(Task instructions):
**a)** Retype the CUDA course notes word for word.
**b)** In the rows, copy out the lines starting with the line that contains "Can you see the asphalt" and going on through the last line of the rows, both ends included, and nothing else.

(Text to read):
::::

Concurrent Design Course Notes

CUDA hardware overview

CPU
- ALU has strong computing power
- Large capacity Cache
- Complex control logic
GPU
- Cache capacity is small
- Simple control logic
- ALU is energy efficient
- Hidden latency through a large number of threads
The CPU has made a lot of optimizations for the efficient execution of serial programs
GPU is designed for parallel execution of large amounts of data
Nvidia's graphics processor product types
- GeForce, consumer-oriented graphics processing products
- Quadro, workstation graphics processing product
- Tegra, a chip family for mobile devices
- Tesla, mainly used for server high-performance computing

CUDA program structure

Get GPU hardware information

Get the number of GPU cards available

cudaError_t cudaGetDeviceCount(int *n)

Set/get the current GPU card information

cudaError_t cudaGetDevice(int *d)

::::

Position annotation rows
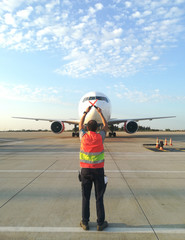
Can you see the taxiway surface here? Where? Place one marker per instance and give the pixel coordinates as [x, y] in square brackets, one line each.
[40, 195]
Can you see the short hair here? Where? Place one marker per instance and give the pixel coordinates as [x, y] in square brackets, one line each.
[92, 125]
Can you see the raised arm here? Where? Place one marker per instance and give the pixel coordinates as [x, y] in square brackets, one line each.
[83, 118]
[104, 121]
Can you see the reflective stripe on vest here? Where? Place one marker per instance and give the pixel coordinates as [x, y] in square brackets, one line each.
[92, 151]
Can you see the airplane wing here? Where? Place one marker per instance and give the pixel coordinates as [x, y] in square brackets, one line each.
[117, 121]
[51, 120]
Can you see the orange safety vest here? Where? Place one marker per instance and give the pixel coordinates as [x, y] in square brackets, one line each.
[91, 151]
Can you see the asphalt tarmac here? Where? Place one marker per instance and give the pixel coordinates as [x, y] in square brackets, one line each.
[40, 195]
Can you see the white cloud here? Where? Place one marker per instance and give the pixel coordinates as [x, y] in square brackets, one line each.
[24, 14]
[121, 40]
[9, 19]
[27, 94]
[99, 6]
[137, 96]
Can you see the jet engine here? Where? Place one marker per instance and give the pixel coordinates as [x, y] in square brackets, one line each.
[131, 127]
[57, 127]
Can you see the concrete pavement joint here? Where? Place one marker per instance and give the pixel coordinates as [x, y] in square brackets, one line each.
[27, 185]
[92, 229]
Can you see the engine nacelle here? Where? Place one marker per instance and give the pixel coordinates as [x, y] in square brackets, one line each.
[57, 127]
[131, 127]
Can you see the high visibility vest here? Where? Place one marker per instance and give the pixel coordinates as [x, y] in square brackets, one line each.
[91, 151]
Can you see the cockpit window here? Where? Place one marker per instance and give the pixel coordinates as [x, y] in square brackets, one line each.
[95, 97]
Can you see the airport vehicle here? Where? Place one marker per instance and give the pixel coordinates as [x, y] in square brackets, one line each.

::::

(Responses in order):
**a)**
Concurrent Design Course Notes

CUDA hardware overview

CPU
- ALU has strong computing power
- Large capacity Cache
- Complex control logic
GPU
- Cache capacity is small
- Simple control logic
- ALU is energy efficient
- Hidden latency through a large number of threads
The CPU has made a lot of optimizations for the efficient execution of serial programs
GPU is designed for parallel execution of large amounts of data
Nvidia's graphics processor product types
- GeForce, consumer-oriented graphics processing products
- Quadro, workstation graphics processing product
- Tegra, a chip family for mobile devices
- Tesla, mainly used for server high-performance computing

CUDA program structure

Get GPU hardware information

Get the number of GPU cards available

cudaError_t cudaGetDeviceCount(int *n)

Set/get the current GPU card information

cudaError_t cudaGetDevice(int *d)

**b)**
Can you see the asphalt tarmac here? Where? Place one marker per instance and give the pixel coordinates as [x, y] in square brackets, one line each.
[40, 195]
Can you see the white cloud here? Where? Place one marker per instance and give the pixel coordinates as [x, y] in square brackets, one line each.
[24, 14]
[121, 40]
[9, 19]
[27, 94]
[99, 6]
[137, 96]
Can you see the jet engine here? Where? Place one marker per instance and give the pixel coordinates as [x, y] in square brackets, one line each.
[131, 127]
[57, 127]
Can you see the concrete pavement joint here? Where? Place one marker per instance and give the pixel coordinates as [x, y] in square brackets, one line each.
[27, 185]
[92, 229]
Can you see the engine nacelle here? Where? Place one marker per instance and give the pixel coordinates as [x, y] in square brackets, one line each.
[57, 127]
[131, 127]
Can you see the high visibility vest here? Where? Place one marker per instance and give the pixel coordinates as [x, y] in square brackets, one line each.
[91, 151]
Can you see the cockpit window here? Where? Place one marker per instance and give the pixel coordinates as [x, y] in square brackets, one line each.
[95, 97]
Can you see the airport vehicle here? Where? Place one marker per instance and give the pixel coordinates as [x, y] in square brackets, one line each.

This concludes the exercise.